Job: Gather and copy every line below that contains the string "pink". Case matters.

Available data:
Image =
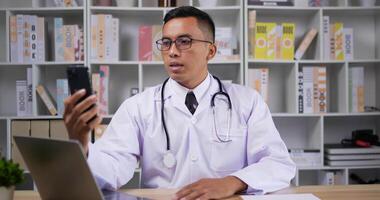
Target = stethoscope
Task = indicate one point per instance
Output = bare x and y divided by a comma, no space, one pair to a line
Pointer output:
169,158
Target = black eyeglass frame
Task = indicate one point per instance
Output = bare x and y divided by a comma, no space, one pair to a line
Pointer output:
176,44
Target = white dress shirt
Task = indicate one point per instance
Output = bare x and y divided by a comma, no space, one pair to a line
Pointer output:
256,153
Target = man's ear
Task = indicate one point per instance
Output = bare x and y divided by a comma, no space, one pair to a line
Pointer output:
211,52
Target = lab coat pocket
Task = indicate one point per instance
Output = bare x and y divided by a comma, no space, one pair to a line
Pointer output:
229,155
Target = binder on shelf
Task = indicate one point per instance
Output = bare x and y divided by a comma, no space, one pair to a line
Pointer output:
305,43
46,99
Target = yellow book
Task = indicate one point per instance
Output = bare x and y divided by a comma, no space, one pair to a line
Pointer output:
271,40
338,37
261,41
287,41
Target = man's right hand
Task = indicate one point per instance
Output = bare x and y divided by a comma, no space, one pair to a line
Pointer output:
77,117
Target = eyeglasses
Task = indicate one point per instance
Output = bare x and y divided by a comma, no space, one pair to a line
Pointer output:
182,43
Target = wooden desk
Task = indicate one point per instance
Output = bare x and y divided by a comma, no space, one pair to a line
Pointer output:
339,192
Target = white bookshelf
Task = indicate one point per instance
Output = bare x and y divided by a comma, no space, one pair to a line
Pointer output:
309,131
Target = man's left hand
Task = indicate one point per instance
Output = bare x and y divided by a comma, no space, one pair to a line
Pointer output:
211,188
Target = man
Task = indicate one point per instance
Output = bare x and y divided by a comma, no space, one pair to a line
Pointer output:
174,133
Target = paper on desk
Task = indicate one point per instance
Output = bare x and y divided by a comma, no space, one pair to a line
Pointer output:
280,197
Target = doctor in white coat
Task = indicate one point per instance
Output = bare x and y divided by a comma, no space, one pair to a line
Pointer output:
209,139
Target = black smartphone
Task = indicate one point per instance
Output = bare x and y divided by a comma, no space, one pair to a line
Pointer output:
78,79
---
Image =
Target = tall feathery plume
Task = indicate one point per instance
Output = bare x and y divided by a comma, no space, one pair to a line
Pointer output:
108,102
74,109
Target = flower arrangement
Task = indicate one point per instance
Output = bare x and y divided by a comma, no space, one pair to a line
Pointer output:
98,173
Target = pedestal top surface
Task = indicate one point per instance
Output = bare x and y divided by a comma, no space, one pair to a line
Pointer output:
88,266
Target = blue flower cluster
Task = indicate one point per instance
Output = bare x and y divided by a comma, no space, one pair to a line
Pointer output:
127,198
==
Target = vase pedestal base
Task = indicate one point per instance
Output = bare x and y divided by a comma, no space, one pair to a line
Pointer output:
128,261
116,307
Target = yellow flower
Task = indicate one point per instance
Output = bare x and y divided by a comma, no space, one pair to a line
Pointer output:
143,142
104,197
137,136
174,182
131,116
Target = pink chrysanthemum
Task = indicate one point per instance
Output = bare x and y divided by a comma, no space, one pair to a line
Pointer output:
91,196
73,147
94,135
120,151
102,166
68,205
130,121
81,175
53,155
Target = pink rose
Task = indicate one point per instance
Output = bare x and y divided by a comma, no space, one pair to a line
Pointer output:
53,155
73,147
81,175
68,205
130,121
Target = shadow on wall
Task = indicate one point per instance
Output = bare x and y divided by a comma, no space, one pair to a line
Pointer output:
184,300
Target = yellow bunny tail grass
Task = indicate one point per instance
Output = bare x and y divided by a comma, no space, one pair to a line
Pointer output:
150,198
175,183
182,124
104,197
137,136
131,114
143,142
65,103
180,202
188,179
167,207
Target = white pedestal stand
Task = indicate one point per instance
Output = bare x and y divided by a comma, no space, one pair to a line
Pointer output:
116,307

Expected answer:
Target = pink chrysanthemum
Target = pink rose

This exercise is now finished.